Go to the line that contains "Where can the yellow-green" and extract it along with every line after it, exactly, through the end of the data below.

Data excerpts
______________________________
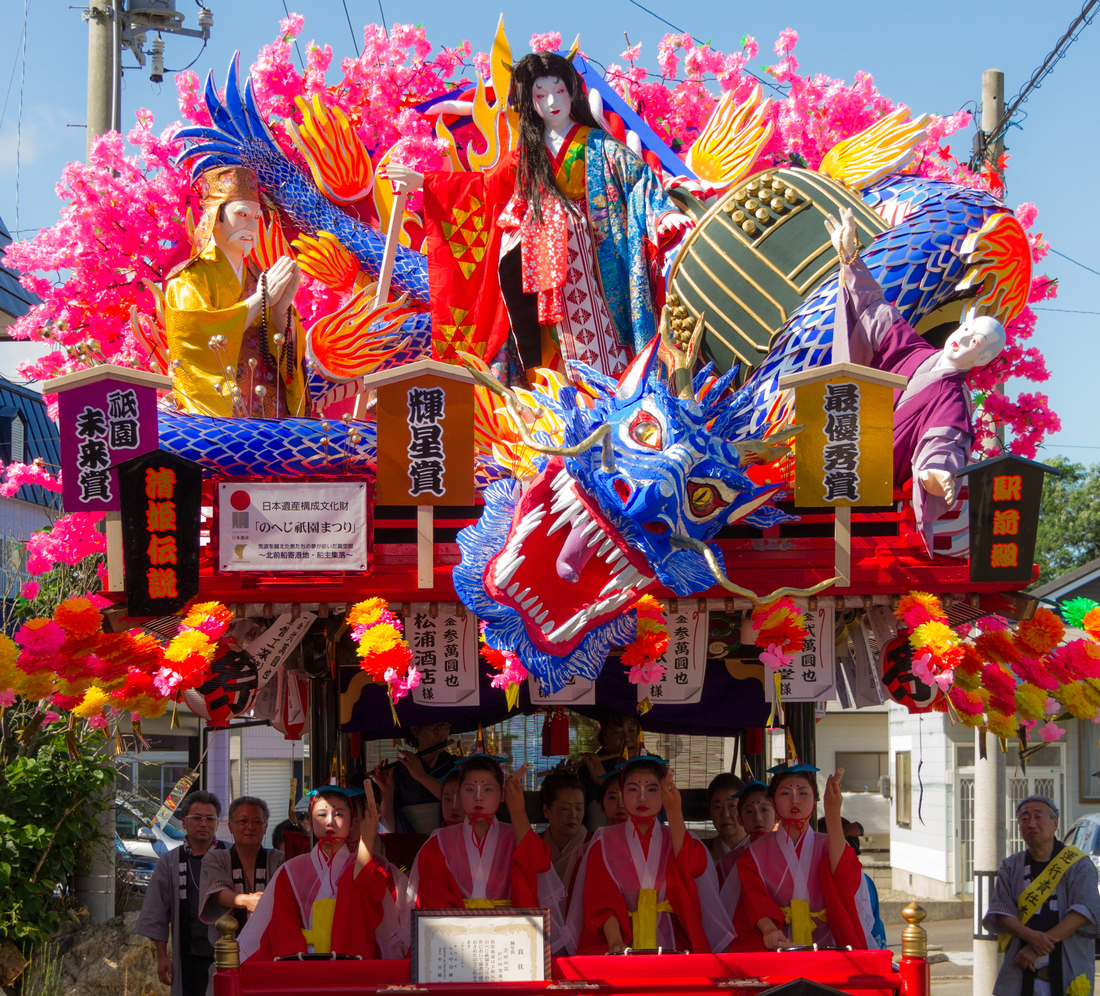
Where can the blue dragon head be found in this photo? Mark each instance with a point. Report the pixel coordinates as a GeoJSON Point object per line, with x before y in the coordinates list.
{"type": "Point", "coordinates": [640, 478]}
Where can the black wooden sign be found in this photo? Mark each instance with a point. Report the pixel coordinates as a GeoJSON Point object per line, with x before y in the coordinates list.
{"type": "Point", "coordinates": [1005, 493]}
{"type": "Point", "coordinates": [162, 496]}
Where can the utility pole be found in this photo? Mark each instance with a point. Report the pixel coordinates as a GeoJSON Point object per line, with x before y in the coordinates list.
{"type": "Point", "coordinates": [989, 777]}
{"type": "Point", "coordinates": [103, 76]}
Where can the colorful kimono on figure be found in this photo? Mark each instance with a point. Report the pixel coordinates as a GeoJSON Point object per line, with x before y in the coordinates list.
{"type": "Point", "coordinates": [791, 884]}
{"type": "Point", "coordinates": [316, 905]}
{"type": "Point", "coordinates": [573, 287]}
{"type": "Point", "coordinates": [206, 297]}
{"type": "Point", "coordinates": [659, 898]}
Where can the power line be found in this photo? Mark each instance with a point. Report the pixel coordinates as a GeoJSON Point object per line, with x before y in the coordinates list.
{"type": "Point", "coordinates": [1071, 260]}
{"type": "Point", "coordinates": [352, 30]}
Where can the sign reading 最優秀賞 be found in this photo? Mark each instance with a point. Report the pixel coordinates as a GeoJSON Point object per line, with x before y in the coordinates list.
{"type": "Point", "coordinates": [106, 415]}
{"type": "Point", "coordinates": [1005, 494]}
{"type": "Point", "coordinates": [444, 652]}
{"type": "Point", "coordinates": [294, 525]}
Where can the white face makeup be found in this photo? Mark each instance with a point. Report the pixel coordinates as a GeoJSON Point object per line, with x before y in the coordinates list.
{"type": "Point", "coordinates": [481, 795]}
{"type": "Point", "coordinates": [552, 102]}
{"type": "Point", "coordinates": [975, 343]}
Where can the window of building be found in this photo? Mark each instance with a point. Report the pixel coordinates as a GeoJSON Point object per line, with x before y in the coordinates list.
{"type": "Point", "coordinates": [903, 792]}
{"type": "Point", "coordinates": [862, 769]}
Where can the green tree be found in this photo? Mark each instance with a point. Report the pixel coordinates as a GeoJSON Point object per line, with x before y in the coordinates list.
{"type": "Point", "coordinates": [1069, 520]}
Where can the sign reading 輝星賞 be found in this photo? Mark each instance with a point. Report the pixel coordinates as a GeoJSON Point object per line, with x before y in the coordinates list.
{"type": "Point", "coordinates": [294, 526]}
{"type": "Point", "coordinates": [102, 425]}
{"type": "Point", "coordinates": [444, 652]}
{"type": "Point", "coordinates": [161, 532]}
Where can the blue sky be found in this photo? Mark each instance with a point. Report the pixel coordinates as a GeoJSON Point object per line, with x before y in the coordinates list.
{"type": "Point", "coordinates": [930, 56]}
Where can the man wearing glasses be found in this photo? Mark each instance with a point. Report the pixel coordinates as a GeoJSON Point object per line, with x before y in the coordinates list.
{"type": "Point", "coordinates": [174, 896]}
{"type": "Point", "coordinates": [234, 879]}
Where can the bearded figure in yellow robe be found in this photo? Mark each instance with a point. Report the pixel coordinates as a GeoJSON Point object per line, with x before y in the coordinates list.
{"type": "Point", "coordinates": [234, 337]}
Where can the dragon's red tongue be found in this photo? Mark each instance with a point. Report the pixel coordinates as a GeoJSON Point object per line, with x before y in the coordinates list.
{"type": "Point", "coordinates": [575, 553]}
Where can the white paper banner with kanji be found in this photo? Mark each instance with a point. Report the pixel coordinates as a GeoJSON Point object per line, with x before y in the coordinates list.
{"type": "Point", "coordinates": [444, 650]}
{"type": "Point", "coordinates": [277, 643]}
{"type": "Point", "coordinates": [576, 691]}
{"type": "Point", "coordinates": [811, 676]}
{"type": "Point", "coordinates": [684, 660]}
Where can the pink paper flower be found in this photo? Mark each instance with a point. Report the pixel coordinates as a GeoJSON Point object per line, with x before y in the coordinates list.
{"type": "Point", "coordinates": [1052, 732]}
{"type": "Point", "coordinates": [774, 657]}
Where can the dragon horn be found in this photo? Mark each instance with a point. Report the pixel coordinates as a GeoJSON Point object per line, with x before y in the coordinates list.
{"type": "Point", "coordinates": [514, 405]}
{"type": "Point", "coordinates": [719, 576]}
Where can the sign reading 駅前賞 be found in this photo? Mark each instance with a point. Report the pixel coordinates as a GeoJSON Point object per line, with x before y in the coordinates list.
{"type": "Point", "coordinates": [161, 532]}
{"type": "Point", "coordinates": [294, 525]}
{"type": "Point", "coordinates": [1005, 493]}
{"type": "Point", "coordinates": [106, 416]}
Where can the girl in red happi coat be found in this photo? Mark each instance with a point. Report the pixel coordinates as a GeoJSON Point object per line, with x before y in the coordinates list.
{"type": "Point", "coordinates": [482, 862]}
{"type": "Point", "coordinates": [334, 899]}
{"type": "Point", "coordinates": [799, 886]}
{"type": "Point", "coordinates": [644, 885]}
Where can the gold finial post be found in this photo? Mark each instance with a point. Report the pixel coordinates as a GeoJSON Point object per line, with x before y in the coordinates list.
{"type": "Point", "coordinates": [914, 938]}
{"type": "Point", "coordinates": [227, 951]}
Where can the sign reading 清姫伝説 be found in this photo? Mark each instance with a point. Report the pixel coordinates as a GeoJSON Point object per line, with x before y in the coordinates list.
{"type": "Point", "coordinates": [294, 526]}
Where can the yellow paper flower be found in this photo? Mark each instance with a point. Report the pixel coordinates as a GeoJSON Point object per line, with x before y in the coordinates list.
{"type": "Point", "coordinates": [187, 643]}
{"type": "Point", "coordinates": [1031, 701]}
{"type": "Point", "coordinates": [365, 613]}
{"type": "Point", "coordinates": [935, 636]}
{"type": "Point", "coordinates": [94, 701]}
{"type": "Point", "coordinates": [33, 687]}
{"type": "Point", "coordinates": [377, 638]}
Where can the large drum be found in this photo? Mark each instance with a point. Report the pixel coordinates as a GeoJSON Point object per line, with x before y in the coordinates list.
{"type": "Point", "coordinates": [756, 255]}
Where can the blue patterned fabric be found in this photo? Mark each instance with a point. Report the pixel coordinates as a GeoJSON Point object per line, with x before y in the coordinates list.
{"type": "Point", "coordinates": [626, 201]}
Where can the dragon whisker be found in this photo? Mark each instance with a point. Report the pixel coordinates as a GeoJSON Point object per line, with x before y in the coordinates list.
{"type": "Point", "coordinates": [719, 576]}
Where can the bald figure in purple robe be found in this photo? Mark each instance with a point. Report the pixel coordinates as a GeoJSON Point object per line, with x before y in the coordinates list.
{"type": "Point", "coordinates": [933, 426]}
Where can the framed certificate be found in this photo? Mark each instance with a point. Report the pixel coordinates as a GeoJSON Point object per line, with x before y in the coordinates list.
{"type": "Point", "coordinates": [480, 944]}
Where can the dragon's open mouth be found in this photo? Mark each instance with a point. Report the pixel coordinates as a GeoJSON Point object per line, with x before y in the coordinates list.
{"type": "Point", "coordinates": [564, 568]}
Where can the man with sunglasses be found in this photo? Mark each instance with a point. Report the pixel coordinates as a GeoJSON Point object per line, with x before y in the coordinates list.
{"type": "Point", "coordinates": [172, 901]}
{"type": "Point", "coordinates": [234, 879]}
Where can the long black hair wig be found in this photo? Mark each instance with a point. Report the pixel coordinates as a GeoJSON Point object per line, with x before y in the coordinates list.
{"type": "Point", "coordinates": [536, 177]}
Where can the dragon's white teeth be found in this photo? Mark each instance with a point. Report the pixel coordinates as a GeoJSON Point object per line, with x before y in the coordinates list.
{"type": "Point", "coordinates": [504, 576]}
{"type": "Point", "coordinates": [565, 517]}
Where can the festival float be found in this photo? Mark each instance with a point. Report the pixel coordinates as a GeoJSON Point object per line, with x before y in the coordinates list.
{"type": "Point", "coordinates": [388, 434]}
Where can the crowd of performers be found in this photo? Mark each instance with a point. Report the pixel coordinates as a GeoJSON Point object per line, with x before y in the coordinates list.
{"type": "Point", "coordinates": [616, 865]}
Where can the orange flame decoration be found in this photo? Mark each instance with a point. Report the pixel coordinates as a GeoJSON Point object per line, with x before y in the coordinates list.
{"type": "Point", "coordinates": [325, 259]}
{"type": "Point", "coordinates": [149, 329]}
{"type": "Point", "coordinates": [1000, 261]}
{"type": "Point", "coordinates": [337, 159]}
{"type": "Point", "coordinates": [497, 123]}
{"type": "Point", "coordinates": [272, 243]}
{"type": "Point", "coordinates": [732, 140]}
{"type": "Point", "coordinates": [353, 340]}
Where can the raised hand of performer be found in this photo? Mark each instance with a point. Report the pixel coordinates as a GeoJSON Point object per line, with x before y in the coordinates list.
{"type": "Point", "coordinates": [367, 830]}
{"type": "Point", "coordinates": [517, 807]}
{"type": "Point", "coordinates": [673, 811]}
{"type": "Point", "coordinates": [834, 828]}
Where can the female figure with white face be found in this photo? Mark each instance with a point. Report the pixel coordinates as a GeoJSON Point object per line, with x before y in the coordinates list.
{"type": "Point", "coordinates": [332, 899]}
{"type": "Point", "coordinates": [799, 886]}
{"type": "Point", "coordinates": [481, 862]}
{"type": "Point", "coordinates": [645, 885]}
{"type": "Point", "coordinates": [575, 231]}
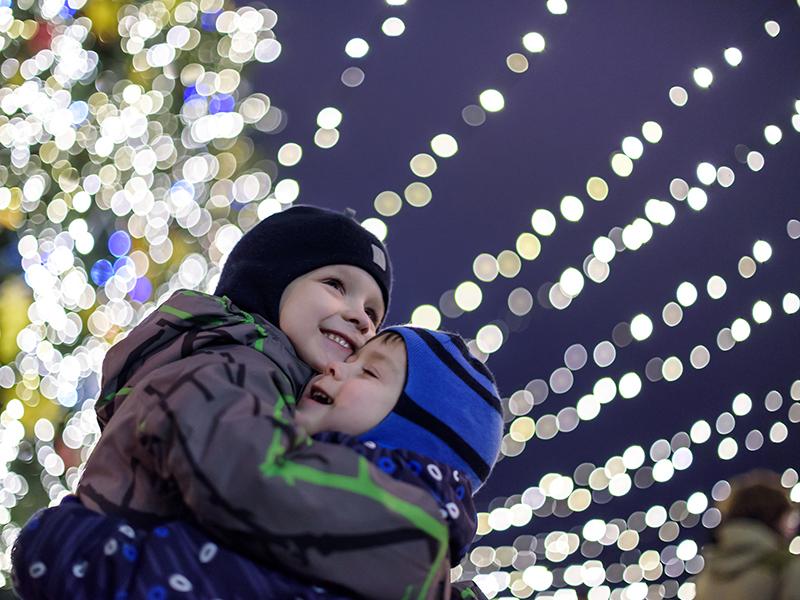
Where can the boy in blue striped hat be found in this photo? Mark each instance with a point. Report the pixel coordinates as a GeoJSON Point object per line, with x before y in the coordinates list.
{"type": "Point", "coordinates": [414, 389]}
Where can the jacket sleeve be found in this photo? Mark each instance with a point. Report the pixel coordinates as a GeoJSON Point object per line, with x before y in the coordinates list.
{"type": "Point", "coordinates": [218, 425]}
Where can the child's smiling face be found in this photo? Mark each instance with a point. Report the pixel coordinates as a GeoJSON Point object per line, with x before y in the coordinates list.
{"type": "Point", "coordinates": [330, 312]}
{"type": "Point", "coordinates": [354, 396]}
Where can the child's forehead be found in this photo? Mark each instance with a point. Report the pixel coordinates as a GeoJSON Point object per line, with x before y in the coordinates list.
{"type": "Point", "coordinates": [388, 346]}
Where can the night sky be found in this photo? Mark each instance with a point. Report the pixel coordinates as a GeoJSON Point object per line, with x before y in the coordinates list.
{"type": "Point", "coordinates": [606, 69]}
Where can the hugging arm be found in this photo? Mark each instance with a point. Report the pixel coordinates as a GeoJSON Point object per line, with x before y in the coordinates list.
{"type": "Point", "coordinates": [221, 430]}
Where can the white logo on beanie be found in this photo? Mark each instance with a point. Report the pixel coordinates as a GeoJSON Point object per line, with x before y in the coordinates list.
{"type": "Point", "coordinates": [378, 257]}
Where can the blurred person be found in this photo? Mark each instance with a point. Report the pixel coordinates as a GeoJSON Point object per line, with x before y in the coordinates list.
{"type": "Point", "coordinates": [750, 558]}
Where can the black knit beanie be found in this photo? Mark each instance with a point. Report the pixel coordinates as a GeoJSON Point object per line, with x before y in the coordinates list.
{"type": "Point", "coordinates": [291, 243]}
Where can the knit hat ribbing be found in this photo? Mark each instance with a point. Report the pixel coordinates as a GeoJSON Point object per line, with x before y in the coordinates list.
{"type": "Point", "coordinates": [291, 243]}
{"type": "Point", "coordinates": [449, 409]}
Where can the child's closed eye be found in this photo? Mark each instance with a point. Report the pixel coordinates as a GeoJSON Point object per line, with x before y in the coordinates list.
{"type": "Point", "coordinates": [335, 283]}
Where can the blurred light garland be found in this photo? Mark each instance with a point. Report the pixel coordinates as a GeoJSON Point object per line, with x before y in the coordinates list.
{"type": "Point", "coordinates": [674, 559]}
{"type": "Point", "coordinates": [604, 354]}
{"type": "Point", "coordinates": [127, 172]}
{"type": "Point", "coordinates": [563, 495]}
{"type": "Point", "coordinates": [528, 245]}
{"type": "Point", "coordinates": [630, 237]}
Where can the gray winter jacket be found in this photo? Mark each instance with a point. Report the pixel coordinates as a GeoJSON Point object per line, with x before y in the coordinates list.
{"type": "Point", "coordinates": [197, 423]}
{"type": "Point", "coordinates": [750, 562]}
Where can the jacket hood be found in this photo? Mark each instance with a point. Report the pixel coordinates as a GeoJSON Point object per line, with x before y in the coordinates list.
{"type": "Point", "coordinates": [742, 544]}
{"type": "Point", "coordinates": [210, 321]}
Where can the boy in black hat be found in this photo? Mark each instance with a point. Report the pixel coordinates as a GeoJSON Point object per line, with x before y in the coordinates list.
{"type": "Point", "coordinates": [202, 424]}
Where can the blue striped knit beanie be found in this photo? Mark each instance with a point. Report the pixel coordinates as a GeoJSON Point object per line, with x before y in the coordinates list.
{"type": "Point", "coordinates": [449, 409]}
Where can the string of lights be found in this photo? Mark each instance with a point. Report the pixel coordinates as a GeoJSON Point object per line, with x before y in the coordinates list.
{"type": "Point", "coordinates": [490, 337]}
{"type": "Point", "coordinates": [562, 495]}
{"type": "Point", "coordinates": [536, 392]}
{"type": "Point", "coordinates": [467, 296]}
{"type": "Point", "coordinates": [674, 559]}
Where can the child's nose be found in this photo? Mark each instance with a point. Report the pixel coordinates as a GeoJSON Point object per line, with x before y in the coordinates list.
{"type": "Point", "coordinates": [335, 369]}
{"type": "Point", "coordinates": [359, 318]}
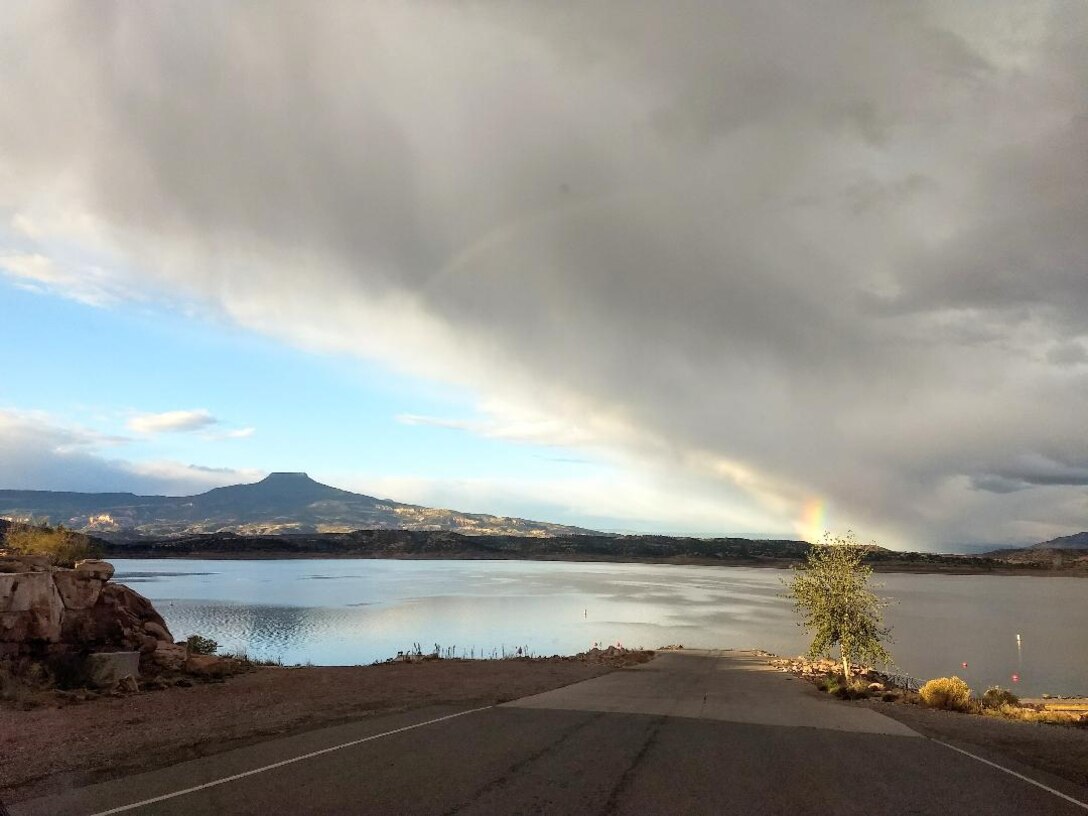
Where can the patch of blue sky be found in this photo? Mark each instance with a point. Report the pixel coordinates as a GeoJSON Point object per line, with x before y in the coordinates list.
{"type": "Point", "coordinates": [98, 367]}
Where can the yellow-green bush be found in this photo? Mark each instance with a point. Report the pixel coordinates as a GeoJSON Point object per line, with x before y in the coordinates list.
{"type": "Point", "coordinates": [950, 693]}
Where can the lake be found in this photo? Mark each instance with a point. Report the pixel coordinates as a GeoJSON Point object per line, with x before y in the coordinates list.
{"type": "Point", "coordinates": [358, 612]}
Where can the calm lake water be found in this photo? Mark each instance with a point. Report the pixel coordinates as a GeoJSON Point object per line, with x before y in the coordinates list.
{"type": "Point", "coordinates": [357, 612]}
______________________________
Exercise output
Where can the yellow-green bush be found in this photo? Mark each instance with a point. Report the pixel coordinates as a GeoJSON Point object per line, with x before y in the coordinates list.
{"type": "Point", "coordinates": [950, 693]}
Where can the lake be found in this photo? Mark each instance with a point. Report the pixel coordinates as a GeoJSON Point object per line, with x before y in the coordinates list.
{"type": "Point", "coordinates": [358, 612]}
Where can the calm lake water be found in this photo? Mark each instance with a point. Report the pixel coordinates as a GeoJSON Point object per line, with x before y in the coordinates list.
{"type": "Point", "coordinates": [357, 612]}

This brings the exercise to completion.